MATERIAL FOR THIS EXERCISE below:

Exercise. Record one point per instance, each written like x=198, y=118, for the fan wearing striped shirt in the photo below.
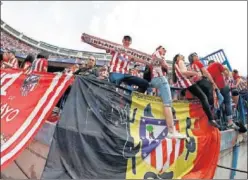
x=218, y=73
x=27, y=63
x=40, y=64
x=158, y=69
x=119, y=68
x=187, y=79
x=10, y=60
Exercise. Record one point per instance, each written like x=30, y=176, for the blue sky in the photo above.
x=182, y=27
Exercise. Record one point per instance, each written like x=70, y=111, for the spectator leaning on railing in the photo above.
x=10, y=61
x=217, y=71
x=40, y=64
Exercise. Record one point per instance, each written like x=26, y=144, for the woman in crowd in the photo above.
x=240, y=84
x=190, y=80
x=27, y=63
x=158, y=69
x=230, y=81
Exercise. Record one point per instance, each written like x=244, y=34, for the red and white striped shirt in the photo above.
x=196, y=66
x=230, y=82
x=13, y=62
x=40, y=65
x=182, y=80
x=119, y=63
x=27, y=65
x=156, y=67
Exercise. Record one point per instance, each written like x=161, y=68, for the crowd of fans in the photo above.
x=213, y=85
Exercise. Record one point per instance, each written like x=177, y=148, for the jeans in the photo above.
x=207, y=88
x=161, y=83
x=118, y=78
x=227, y=101
x=196, y=90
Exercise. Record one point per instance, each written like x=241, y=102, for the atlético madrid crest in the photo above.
x=29, y=84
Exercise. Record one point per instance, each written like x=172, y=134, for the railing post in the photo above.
x=234, y=160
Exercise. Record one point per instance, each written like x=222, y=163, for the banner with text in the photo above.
x=110, y=133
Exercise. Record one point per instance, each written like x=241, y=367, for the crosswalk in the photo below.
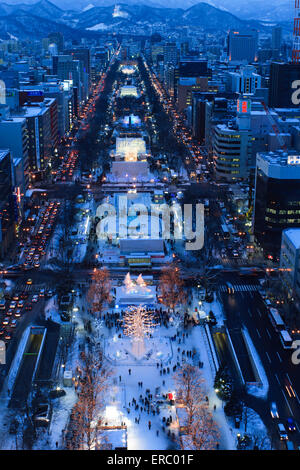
x=240, y=288
x=32, y=288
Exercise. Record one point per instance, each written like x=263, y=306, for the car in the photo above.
x=274, y=410
x=230, y=288
x=282, y=432
x=291, y=425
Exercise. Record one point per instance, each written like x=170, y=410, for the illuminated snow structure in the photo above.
x=129, y=91
x=142, y=342
x=130, y=149
x=128, y=69
x=131, y=121
x=138, y=323
x=134, y=293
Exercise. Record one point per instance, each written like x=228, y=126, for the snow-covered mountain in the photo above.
x=277, y=10
x=36, y=20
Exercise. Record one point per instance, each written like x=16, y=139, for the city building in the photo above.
x=282, y=77
x=14, y=135
x=277, y=198
x=290, y=261
x=232, y=146
x=245, y=81
x=7, y=214
x=242, y=46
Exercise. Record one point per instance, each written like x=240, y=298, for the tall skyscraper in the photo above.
x=276, y=39
x=58, y=39
x=7, y=219
x=170, y=53
x=277, y=198
x=242, y=46
x=280, y=87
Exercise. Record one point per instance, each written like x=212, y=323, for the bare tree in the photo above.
x=189, y=389
x=200, y=429
x=87, y=414
x=202, y=433
x=138, y=323
x=99, y=292
x=172, y=287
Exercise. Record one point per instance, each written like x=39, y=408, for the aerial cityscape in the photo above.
x=150, y=227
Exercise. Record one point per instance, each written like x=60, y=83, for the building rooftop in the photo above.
x=3, y=154
x=279, y=164
x=293, y=234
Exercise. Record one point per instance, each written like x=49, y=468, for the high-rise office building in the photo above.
x=277, y=198
x=242, y=45
x=7, y=218
x=276, y=41
x=282, y=77
x=290, y=261
x=14, y=135
x=246, y=81
x=58, y=39
x=232, y=146
x=170, y=52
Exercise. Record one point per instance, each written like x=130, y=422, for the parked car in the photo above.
x=282, y=432
x=274, y=410
x=291, y=425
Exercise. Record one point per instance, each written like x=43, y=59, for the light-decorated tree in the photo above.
x=87, y=414
x=99, y=292
x=138, y=323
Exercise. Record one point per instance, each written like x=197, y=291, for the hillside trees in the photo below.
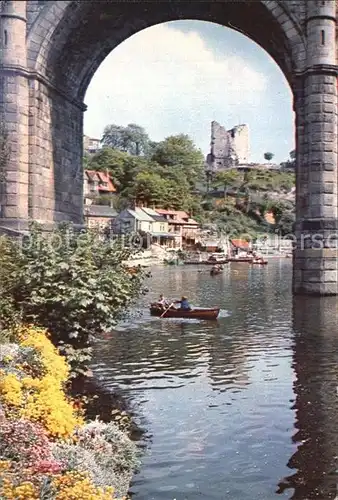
x=165, y=177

End of MATERIAL FOR THIS EXERCISE.

YOUR INSTRUCTIONS: Exclude images and repeat all entries exactly.

THE ANSWER:
Exercise. Record one point per instance, each written like x=198, y=118, for the fan wearing striped shirt in the photo below.
x=218, y=73
x=27, y=63
x=40, y=64
x=158, y=69
x=119, y=68
x=187, y=79
x=10, y=60
Exercise. Record one point per instance, each written like x=30, y=176, for the blue sky in the photo above.
x=182, y=27
Exercise. Record one point per instance, each written like x=70, y=111, for the spectator leaning on railing in the photo above.
x=10, y=61
x=217, y=71
x=40, y=64
Exercise. Record one point per instance, each written like x=26, y=144, for the woman in crowd in the photo above.
x=240, y=84
x=190, y=80
x=27, y=63
x=158, y=69
x=230, y=81
Exercise. Record one point per instance, each written like x=244, y=34, for the red and white striped shirt in the photo above.
x=196, y=66
x=230, y=82
x=13, y=62
x=40, y=65
x=182, y=80
x=119, y=63
x=27, y=65
x=156, y=67
Exercise. Record one point per instance, each written like x=161, y=68, for the crowd of fans in the photo above.
x=213, y=85
Exercise. Record one point per instance, each written like x=177, y=148, for the jeans in the photo above.
x=207, y=88
x=161, y=83
x=118, y=78
x=227, y=101
x=196, y=90
Exercise. Record one point per instance, each written like x=241, y=102, for the atlético madrid crest in the photo above.
x=29, y=84
Exercise. Record one point per instance, each written like x=172, y=134, for the railing post in the photo above.
x=234, y=160
Exercise. Record one point per instance, each written like x=222, y=163, for the banner with text in the photo above.
x=110, y=133
Exercise. Record one point per instance, each written like x=241, y=367, for the crosswalk in the photo below.
x=240, y=288
x=32, y=288
Exercise. Record one point per instance, each written like x=263, y=306, for the car in the photo above.
x=274, y=410
x=230, y=288
x=282, y=432
x=291, y=425
Exercise. Record one point per instance, each written like x=170, y=410, for the illuminated snow structure in the photo above.
x=129, y=91
x=142, y=342
x=130, y=149
x=128, y=69
x=131, y=121
x=138, y=323
x=134, y=293
Exercise. Record one point per instance, each written like x=228, y=126, for the snow-covered mountain in the photo above.
x=277, y=10
x=36, y=20
Exercise. Record one point per instance, each written like x=16, y=139, for the city building in the photo above.
x=282, y=77
x=14, y=135
x=277, y=198
x=290, y=261
x=232, y=146
x=245, y=81
x=7, y=214
x=242, y=46
Exercise. Record one point per instance, each written like x=240, y=298, for the tall skyscraper in the photo above.
x=276, y=39
x=58, y=39
x=7, y=219
x=170, y=53
x=277, y=198
x=242, y=46
x=280, y=87
Exercise. Record one point per instance, each written like x=212, y=323, for the bare tree in the photo above.
x=189, y=389
x=200, y=429
x=87, y=414
x=202, y=433
x=138, y=323
x=99, y=292
x=172, y=287
Exercise. Record one point per instance, each written like x=39, y=408, for the aerial cityscape in the photo above.
x=150, y=227
Exercise. Record one point per instance, each written like x=60, y=83, for the building rooftop in the photo above.
x=3, y=154
x=279, y=164
x=293, y=234
Exercise. Record one point per instance, each written like x=49, y=468, for the high-rise office building in the photo above.
x=277, y=198
x=242, y=45
x=7, y=218
x=276, y=41
x=282, y=77
x=290, y=261
x=14, y=135
x=246, y=81
x=58, y=39
x=232, y=146
x=170, y=52
Exercise. Record one point per instance, each written like x=130, y=422, for the parked car in the photo above.
x=282, y=432
x=274, y=410
x=291, y=425
Exercise. Record one point per instance, each written like x=43, y=59, for the light-decorated tree in the photo above.
x=87, y=414
x=99, y=292
x=138, y=323
Exercise. Record one point per instance, each written like x=197, y=291, for the hillside trees in the photo below.
x=165, y=177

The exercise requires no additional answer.